**Passage to read:**
Soul Doubt: 08/2009 - 09/2009

Wednesday, August 19, 2009

Turning Over a New Leaf on that Old Worn-out Plant of my Life

So, reading over my last couple posts as I usually do when I summon up the courage and/or inspiration to spew out some verbiage on this blog, I even got a bit choked up at all the depressive negativity oozing out of the stuff.

Yeah, it might've been decent writing- heart-wrenching at least. But jeez, how many people wanna read crap like that repeatedly? I can't even stand to write it anymore, which explains my latest hiatus from blogging here.

Lots been going on though. I'm slowly but surely disassociating myself so closely with my church; not sure if that's a good thing or not but it is what it is. It started with signing up for a study or two, then finding reasons not to show. We stopped going to our small group, giving the perfectly valid excuse that Tony's work didn't allow him to make the night in question. Of course, we could've found another group, I could've gone alone, but it was just too easy to just blow it off. Next was missing a Sunday service here and there; no biggie, just on days that we slept in or had other stuff going on... but now, let's see- I think it's been 3 weeks since I've even stepped foot in His Place, when I used to show up two or three days a week for one volunteer position, study group, service or another. Oh yeah, dropped Nursery Volunteer duty too. Ask me why? I have no idea. I just can't seem to summon the energy to show up at 8:30 in the morning to watch a roomful of toddlers, smile determinedly fixed on my face, when inside I'm wondering just what the hell I'm doing there when I'm having serious issues with my faith.

And that right there's the root of it. I've gone back and forth on this, especially on those nights when I can't quite fall asleep and so run conversations and doubts and fears and memories through my mind until I'm about to go mad. What it's coming down to, is after reading through my Bible several times over the last couple years, I have issues. Issues that my pastor (brilliant and well-meaning man that he is) cannot answer- just gives me that stock answer: take the leap of faith. Well, faith is what I'm lacking at this point. So until I have a recharge on my God batteries, I think I'm going to keep flaking on my church attendance, not answering calls from well-meaning members, and trying not to drown in my sour-tasting cynicism.

Okay- on to brighter topics. Didn't I just vow not to drone on and on regarding sad and despairing issues in life?

**Tasks to carry out:**
A - Identify every line of the entries below that contains the word "green", and copy each such line in full. Case matters.
B - Go on with the blog post about pulling away from church, picking up directly after its final sentence.

**Material provided:**
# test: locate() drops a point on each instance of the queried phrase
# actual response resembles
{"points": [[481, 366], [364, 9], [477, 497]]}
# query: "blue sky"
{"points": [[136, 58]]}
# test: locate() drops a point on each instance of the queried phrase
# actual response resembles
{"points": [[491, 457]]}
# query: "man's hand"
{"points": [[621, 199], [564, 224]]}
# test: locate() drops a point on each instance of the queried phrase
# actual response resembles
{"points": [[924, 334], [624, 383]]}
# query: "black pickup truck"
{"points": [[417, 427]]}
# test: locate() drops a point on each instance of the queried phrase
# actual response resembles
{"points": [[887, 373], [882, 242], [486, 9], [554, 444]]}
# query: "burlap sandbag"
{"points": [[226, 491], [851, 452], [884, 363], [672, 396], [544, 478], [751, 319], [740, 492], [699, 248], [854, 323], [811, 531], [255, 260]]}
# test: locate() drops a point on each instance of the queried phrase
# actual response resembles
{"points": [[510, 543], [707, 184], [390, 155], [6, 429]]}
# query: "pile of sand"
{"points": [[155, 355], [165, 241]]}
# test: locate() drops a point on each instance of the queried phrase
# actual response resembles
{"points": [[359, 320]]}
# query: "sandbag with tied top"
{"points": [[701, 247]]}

* * *

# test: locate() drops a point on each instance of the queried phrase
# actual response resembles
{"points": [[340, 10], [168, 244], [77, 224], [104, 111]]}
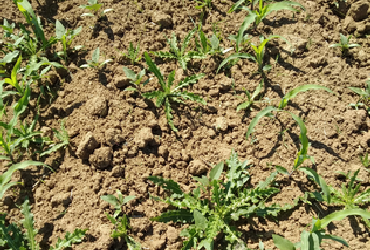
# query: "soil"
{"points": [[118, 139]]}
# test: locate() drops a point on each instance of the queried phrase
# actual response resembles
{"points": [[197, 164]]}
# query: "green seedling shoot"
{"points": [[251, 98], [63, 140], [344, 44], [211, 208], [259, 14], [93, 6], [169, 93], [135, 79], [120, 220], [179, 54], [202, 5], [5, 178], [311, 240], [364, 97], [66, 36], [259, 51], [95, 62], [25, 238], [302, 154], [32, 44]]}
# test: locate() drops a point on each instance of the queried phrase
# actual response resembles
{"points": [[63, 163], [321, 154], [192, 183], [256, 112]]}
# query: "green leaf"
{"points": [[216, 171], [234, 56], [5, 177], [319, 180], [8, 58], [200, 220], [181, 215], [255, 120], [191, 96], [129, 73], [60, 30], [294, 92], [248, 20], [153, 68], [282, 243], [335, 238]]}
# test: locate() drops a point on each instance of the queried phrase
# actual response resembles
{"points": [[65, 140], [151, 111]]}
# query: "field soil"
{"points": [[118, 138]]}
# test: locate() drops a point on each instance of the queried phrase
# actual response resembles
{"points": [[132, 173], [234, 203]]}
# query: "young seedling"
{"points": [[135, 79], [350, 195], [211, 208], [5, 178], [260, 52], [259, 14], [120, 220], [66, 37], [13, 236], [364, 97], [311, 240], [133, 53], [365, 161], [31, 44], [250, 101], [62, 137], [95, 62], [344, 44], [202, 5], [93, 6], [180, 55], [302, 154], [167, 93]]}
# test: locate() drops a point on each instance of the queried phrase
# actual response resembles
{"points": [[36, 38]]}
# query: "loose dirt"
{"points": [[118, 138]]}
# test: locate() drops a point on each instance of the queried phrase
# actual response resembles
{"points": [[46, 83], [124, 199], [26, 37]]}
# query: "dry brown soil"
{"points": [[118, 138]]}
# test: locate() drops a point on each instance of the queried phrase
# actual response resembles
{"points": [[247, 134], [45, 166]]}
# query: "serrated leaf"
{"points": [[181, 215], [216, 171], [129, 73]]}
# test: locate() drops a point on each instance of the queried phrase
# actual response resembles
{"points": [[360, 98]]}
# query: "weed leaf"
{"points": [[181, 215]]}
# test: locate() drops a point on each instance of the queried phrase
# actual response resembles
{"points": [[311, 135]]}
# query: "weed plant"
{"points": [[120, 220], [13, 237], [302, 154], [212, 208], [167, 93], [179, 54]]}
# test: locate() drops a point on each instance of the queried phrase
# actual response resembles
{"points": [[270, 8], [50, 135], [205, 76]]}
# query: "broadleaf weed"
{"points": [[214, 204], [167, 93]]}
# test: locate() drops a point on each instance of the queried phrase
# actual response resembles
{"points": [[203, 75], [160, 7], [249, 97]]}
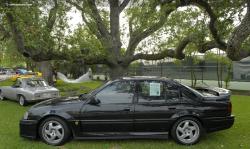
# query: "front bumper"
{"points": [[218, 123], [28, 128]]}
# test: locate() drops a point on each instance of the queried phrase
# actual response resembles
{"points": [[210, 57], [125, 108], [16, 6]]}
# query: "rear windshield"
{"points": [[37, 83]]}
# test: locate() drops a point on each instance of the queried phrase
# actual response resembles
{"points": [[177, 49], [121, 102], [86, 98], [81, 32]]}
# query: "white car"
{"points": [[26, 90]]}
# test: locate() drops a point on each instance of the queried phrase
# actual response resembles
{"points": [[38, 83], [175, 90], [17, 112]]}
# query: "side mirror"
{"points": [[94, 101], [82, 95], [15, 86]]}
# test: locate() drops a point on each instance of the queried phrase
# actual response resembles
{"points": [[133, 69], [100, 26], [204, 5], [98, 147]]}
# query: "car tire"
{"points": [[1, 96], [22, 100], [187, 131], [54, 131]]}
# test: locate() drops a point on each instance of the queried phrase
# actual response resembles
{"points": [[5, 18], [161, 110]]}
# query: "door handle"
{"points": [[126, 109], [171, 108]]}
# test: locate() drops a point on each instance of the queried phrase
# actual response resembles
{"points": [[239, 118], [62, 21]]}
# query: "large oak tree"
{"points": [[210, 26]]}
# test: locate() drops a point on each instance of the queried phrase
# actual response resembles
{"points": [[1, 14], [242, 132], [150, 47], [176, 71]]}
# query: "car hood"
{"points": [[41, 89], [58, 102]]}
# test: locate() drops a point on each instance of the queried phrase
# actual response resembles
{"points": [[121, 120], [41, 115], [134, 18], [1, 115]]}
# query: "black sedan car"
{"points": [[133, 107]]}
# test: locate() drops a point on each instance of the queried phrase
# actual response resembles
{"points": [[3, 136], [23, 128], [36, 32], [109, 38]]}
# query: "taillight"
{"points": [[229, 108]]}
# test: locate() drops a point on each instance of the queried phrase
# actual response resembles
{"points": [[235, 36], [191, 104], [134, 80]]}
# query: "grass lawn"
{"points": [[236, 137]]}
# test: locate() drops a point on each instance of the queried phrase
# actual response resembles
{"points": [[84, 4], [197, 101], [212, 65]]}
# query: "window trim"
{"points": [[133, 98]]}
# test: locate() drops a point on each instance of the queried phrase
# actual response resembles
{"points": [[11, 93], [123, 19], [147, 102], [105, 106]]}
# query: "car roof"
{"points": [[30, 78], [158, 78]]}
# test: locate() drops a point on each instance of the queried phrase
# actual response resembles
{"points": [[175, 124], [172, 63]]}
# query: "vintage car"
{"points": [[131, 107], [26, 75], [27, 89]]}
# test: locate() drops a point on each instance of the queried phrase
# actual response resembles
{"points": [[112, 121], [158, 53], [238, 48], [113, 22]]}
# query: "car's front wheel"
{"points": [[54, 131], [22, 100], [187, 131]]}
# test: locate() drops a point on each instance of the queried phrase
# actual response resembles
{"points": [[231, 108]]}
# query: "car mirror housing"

**The responses:**
A -
# query: "green seedling shoot"
# query: "green leaf"

B -
I'm in counseling. I'm on an antidepressant that actually seems to work (maybe- maybe I'm just so sick of trying different ones that I've settled for an older, cheaper pill that I can pretend is making a difference so I don't have to keep spending fifty to seventy-five bucks every time my shrink suggests a new one. Of course I'm too broke to be insured, so all this guinea-pigging is costing a pretty penny. Some of the new ones are flat out ridiculous, and then when they don't do a damn thing 12 weeks later I'm out several hundred bucks- not even counting the doctor visits! But I've been on Trazodone for a couple of months now, and at least I have the wherewithal to get out of bed, get dressed for the day, care for my son and work. So maybe it's working, maybe not- maybe I've just plumbed an unknown inner resource I didn't know I had but am now utilizing for the better.

My job(s) suck. I clean high-end residents who seem to thrive on finding bizarre tasks for us peons to complete: "Dear, would you mind bleaching the grout on the patio this week? I seem to see a bit of browning... thanks, doll." Like that. Plus, scrubbing other people's toilets, no matter how rich they are or how massive their mansion is, is just flat-out disgusting. And for some reason, all these rich bastards seem to love to have multiple pets, many of which are poorly housebroken and behaved. Perhaps if I did a poll, the numbers would support my theory, but I swear the richer the homeowner, the lousier the pet(s).

But, it's money, which we sorely need these days- my doctor bills, Jameson's dental check-ups and well-baby visits/immunizations... all these things add up. And since Tony's killer-paying job he'd had for almost five years went out of business, he was forced to take a position at the warehouse the former company was supplied by, at almost half the pay. Sigh.

I do want to state that getting out of the house again and earning an income, however pitiful, is gratifying. Not only for my mental health, but as a woman in her 30's who has ALWAYS supported herself somehow or another (some of these ways we won't mention here!) the three months I laid around unemployed feeling sorry for myself were totally dreadful. So that's one thing high on my gratitude list- in today's economy, it's not so easy to find work, especially one that fits in with my schedule of free babysitting here and there from my parents and stepdaughter. I was lucky enough to respond first to an ad in the Nickel's Worth, then another on craigslist, and between the two I suppose I'm making a respectable contribution to our finances. Sure wish I could be using my brain instead of my brawn, though!

Which brings me to the best news of all: I'm officially enrolled in NIC for late-start Fall semester! And will be full time come Spring. I applied for my FAFSA on a whim, but once I was approved, I realized this was my chance to actually go back to college and complete my education- and end up with a freakin' CAREER instead of some grunt job!

Don't know if I've mentioned this in former posts, but when I was in prison, I worked in the Education Center helping female convicted felons get their GED's or at least make progress in more remedial areas. It was one of the most enriching, fulfilling vocations I've ever had- I absolutely thrived on it. From that point on, getting my BA in Education was my dream. Lately, I've considered Social Work as well, beings as though if anyone has the experience to speak with troubled youth/institutionalized individuals, etc.- that'd be me.

Lo and behold, after speaking with Financial Aid, I have nearly a full-ride Pell, with a pending academic scholarship as well. And it will be no problem to double major in Ed and Social Work. Cool, huh?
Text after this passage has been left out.